(Collected data entries)
[Start of section]

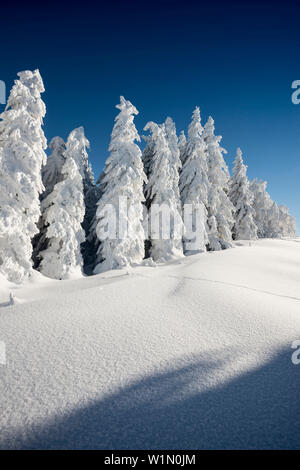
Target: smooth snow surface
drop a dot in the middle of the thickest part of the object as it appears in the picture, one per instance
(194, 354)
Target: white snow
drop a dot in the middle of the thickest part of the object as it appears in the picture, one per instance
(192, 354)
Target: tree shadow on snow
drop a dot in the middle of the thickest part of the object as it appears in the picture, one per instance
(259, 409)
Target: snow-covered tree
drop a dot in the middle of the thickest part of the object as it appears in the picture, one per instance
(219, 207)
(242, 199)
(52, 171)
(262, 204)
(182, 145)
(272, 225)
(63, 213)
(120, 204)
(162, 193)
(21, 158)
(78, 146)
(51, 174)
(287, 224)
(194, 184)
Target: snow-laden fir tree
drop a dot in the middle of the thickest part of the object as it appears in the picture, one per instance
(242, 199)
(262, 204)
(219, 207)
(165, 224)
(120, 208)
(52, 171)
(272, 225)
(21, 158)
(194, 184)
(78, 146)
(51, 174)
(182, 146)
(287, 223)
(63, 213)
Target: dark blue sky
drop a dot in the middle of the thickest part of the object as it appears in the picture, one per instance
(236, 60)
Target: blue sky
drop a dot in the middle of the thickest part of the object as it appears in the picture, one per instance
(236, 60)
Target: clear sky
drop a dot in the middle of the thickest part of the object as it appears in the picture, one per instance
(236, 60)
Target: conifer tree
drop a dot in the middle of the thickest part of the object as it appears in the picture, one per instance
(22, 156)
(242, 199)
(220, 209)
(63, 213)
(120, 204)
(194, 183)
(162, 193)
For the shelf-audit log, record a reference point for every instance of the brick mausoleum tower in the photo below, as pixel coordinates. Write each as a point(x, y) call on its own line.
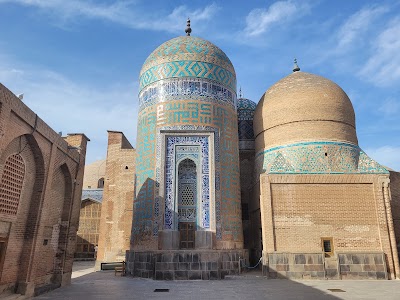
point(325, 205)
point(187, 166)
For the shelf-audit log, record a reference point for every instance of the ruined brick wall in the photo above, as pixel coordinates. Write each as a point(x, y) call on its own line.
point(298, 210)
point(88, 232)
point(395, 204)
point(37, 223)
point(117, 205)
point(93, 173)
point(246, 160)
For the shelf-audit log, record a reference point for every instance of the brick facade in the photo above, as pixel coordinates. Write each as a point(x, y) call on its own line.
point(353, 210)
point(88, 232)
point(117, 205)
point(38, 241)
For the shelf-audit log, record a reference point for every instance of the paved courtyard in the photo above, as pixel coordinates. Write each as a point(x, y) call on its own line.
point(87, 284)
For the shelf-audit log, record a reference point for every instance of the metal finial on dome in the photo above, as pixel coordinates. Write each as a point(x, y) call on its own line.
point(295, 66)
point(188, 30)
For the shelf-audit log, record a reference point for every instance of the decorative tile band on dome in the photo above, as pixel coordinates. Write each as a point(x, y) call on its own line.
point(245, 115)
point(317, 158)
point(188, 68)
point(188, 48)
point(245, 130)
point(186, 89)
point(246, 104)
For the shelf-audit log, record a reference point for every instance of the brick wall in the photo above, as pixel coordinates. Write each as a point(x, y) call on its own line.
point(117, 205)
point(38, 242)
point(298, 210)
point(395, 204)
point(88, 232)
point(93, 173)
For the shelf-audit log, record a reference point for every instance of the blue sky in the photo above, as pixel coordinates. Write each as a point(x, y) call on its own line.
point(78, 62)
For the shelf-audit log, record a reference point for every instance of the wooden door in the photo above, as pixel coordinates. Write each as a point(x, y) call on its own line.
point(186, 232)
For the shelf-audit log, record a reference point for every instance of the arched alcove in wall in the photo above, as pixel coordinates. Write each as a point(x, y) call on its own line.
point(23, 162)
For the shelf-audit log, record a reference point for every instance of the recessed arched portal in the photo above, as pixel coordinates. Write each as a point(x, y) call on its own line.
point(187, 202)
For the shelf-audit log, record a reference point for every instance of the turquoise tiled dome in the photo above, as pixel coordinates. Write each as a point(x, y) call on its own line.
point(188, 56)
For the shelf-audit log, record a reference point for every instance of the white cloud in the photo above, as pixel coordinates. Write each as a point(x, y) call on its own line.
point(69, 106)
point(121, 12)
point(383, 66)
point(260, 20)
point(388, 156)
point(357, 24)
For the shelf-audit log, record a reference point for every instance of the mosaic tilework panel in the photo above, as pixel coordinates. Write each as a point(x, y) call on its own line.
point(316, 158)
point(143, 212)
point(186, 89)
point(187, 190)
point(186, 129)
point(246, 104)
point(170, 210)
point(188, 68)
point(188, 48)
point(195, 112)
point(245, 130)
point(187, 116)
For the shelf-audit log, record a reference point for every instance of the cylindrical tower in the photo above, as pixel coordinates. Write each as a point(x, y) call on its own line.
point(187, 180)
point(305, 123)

[End of section]
[Start of section]

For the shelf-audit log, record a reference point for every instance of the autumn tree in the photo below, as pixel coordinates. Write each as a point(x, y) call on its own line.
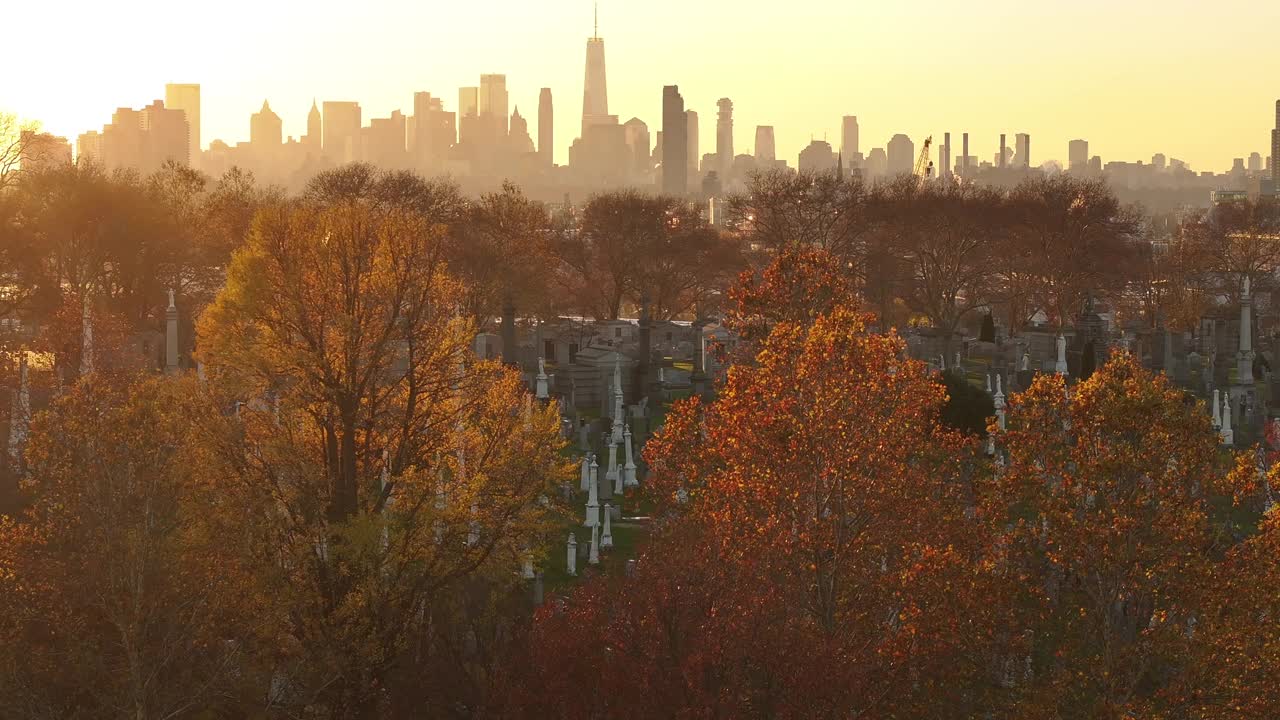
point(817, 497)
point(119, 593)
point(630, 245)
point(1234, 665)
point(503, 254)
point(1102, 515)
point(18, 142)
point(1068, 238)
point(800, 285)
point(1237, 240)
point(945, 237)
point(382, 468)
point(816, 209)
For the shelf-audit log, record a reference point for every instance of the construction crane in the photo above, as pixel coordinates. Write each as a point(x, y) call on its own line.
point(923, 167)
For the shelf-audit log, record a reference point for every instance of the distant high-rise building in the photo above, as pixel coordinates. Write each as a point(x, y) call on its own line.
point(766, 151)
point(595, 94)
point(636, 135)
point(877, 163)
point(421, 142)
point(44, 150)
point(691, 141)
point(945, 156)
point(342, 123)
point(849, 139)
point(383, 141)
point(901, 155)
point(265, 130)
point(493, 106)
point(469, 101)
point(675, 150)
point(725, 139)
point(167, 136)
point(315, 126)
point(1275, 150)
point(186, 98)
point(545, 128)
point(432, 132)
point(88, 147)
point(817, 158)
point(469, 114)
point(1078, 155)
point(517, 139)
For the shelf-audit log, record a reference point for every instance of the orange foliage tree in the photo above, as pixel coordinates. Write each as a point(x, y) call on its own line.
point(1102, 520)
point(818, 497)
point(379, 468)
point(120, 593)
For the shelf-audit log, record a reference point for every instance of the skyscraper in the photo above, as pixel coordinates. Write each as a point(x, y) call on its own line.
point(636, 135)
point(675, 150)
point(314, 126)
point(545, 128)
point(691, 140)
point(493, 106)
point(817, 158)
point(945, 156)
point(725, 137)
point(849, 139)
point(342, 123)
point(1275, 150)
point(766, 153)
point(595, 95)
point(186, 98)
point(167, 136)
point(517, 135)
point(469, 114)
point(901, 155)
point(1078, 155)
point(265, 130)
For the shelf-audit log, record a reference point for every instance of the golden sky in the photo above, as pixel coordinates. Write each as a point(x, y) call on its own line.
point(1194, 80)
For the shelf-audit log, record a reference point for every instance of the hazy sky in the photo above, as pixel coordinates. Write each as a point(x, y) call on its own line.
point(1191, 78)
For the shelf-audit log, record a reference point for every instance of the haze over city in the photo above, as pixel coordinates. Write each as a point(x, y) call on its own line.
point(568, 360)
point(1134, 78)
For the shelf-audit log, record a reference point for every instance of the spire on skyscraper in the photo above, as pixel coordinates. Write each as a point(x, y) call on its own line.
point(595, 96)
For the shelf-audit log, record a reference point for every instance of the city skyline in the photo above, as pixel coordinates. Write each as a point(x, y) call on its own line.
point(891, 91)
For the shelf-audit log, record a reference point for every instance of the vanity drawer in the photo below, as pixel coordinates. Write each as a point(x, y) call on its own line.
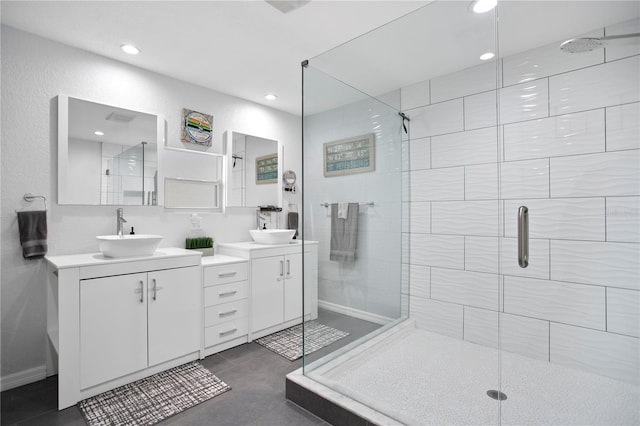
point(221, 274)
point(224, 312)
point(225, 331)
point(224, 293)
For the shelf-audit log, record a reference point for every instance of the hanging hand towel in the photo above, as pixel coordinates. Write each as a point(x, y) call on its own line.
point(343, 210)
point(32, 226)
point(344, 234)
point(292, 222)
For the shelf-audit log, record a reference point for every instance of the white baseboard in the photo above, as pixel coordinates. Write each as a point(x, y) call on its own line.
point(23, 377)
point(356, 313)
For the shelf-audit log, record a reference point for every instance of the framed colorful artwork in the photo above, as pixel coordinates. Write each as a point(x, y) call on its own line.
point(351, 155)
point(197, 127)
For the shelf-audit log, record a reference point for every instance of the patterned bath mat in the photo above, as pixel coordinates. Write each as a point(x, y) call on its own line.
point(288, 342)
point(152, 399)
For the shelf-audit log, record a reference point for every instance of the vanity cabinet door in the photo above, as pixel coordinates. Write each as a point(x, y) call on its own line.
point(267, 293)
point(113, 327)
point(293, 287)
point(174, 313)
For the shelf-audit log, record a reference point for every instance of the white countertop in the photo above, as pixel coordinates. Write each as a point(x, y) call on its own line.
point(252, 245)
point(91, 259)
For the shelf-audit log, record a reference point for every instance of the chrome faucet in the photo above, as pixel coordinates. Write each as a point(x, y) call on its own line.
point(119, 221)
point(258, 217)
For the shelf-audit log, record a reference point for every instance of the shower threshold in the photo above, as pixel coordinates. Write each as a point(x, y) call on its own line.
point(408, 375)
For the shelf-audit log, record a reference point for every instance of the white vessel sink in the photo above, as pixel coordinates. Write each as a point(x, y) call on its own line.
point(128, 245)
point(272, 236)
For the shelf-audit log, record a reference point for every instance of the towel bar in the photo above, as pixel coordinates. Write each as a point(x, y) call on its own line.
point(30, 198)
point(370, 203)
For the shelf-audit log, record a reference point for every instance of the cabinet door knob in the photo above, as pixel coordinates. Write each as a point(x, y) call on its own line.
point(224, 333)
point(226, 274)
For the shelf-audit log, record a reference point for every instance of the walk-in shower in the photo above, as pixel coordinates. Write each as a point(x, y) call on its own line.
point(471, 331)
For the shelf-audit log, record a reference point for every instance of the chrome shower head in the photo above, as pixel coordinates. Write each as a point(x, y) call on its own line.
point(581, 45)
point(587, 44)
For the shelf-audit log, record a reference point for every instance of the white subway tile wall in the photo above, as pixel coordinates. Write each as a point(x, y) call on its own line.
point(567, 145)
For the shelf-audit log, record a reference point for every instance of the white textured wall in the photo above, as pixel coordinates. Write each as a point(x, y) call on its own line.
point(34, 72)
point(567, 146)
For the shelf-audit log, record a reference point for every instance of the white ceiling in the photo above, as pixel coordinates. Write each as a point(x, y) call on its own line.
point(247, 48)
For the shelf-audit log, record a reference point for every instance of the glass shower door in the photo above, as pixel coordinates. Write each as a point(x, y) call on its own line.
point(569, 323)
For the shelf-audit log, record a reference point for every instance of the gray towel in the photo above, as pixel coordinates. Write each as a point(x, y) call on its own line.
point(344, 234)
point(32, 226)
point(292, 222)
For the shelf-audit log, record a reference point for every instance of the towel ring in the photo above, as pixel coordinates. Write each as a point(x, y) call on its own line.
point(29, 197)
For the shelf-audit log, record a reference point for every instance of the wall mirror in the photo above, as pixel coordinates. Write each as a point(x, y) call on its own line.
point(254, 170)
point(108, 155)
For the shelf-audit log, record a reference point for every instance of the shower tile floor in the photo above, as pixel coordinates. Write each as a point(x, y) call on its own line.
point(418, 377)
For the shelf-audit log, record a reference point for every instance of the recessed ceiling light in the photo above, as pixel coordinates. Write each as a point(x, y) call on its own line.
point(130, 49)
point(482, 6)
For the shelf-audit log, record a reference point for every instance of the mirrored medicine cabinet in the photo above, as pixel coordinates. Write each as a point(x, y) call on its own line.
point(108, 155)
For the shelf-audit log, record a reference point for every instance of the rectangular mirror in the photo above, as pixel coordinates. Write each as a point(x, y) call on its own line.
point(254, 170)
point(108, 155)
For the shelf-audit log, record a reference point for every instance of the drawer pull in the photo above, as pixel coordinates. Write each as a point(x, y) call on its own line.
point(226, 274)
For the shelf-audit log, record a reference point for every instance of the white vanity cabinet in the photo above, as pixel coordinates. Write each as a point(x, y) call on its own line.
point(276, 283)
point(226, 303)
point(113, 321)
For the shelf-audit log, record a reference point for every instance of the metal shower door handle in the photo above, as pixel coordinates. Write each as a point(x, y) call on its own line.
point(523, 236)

[End of section]
[Start of section]

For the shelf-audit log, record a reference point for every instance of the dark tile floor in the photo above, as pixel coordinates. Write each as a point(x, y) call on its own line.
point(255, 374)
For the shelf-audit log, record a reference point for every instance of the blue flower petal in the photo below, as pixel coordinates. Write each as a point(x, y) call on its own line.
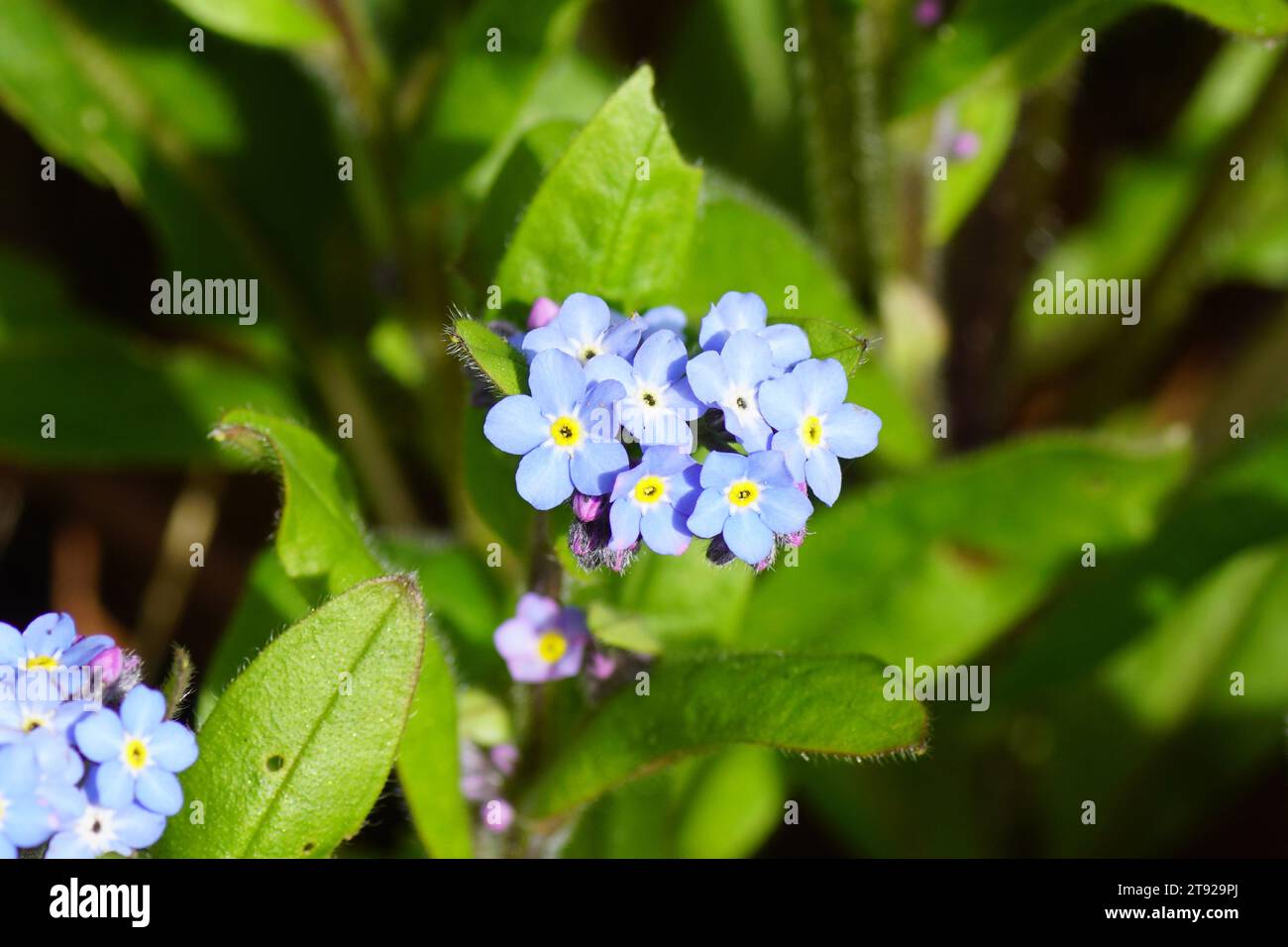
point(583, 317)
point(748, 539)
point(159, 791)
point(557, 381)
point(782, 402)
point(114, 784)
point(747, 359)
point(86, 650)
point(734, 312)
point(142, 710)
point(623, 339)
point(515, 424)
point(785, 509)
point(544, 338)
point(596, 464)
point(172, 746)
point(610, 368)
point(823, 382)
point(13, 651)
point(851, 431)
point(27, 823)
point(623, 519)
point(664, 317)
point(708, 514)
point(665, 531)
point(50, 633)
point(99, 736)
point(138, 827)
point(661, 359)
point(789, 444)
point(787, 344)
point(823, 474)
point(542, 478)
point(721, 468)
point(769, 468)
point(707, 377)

[End of section]

- Your instructions:
Note each line of the entries that has "Target" in it, and copy those lines.

- Response box:
Target: smooth snow surface
Target: white snow
Target: tree shadow on snow
Target: snow-covered tree
Target: snow-laden fir tree
Target: dark blue sky
Target: blue sky
Target: clear sky
Target: conifer tree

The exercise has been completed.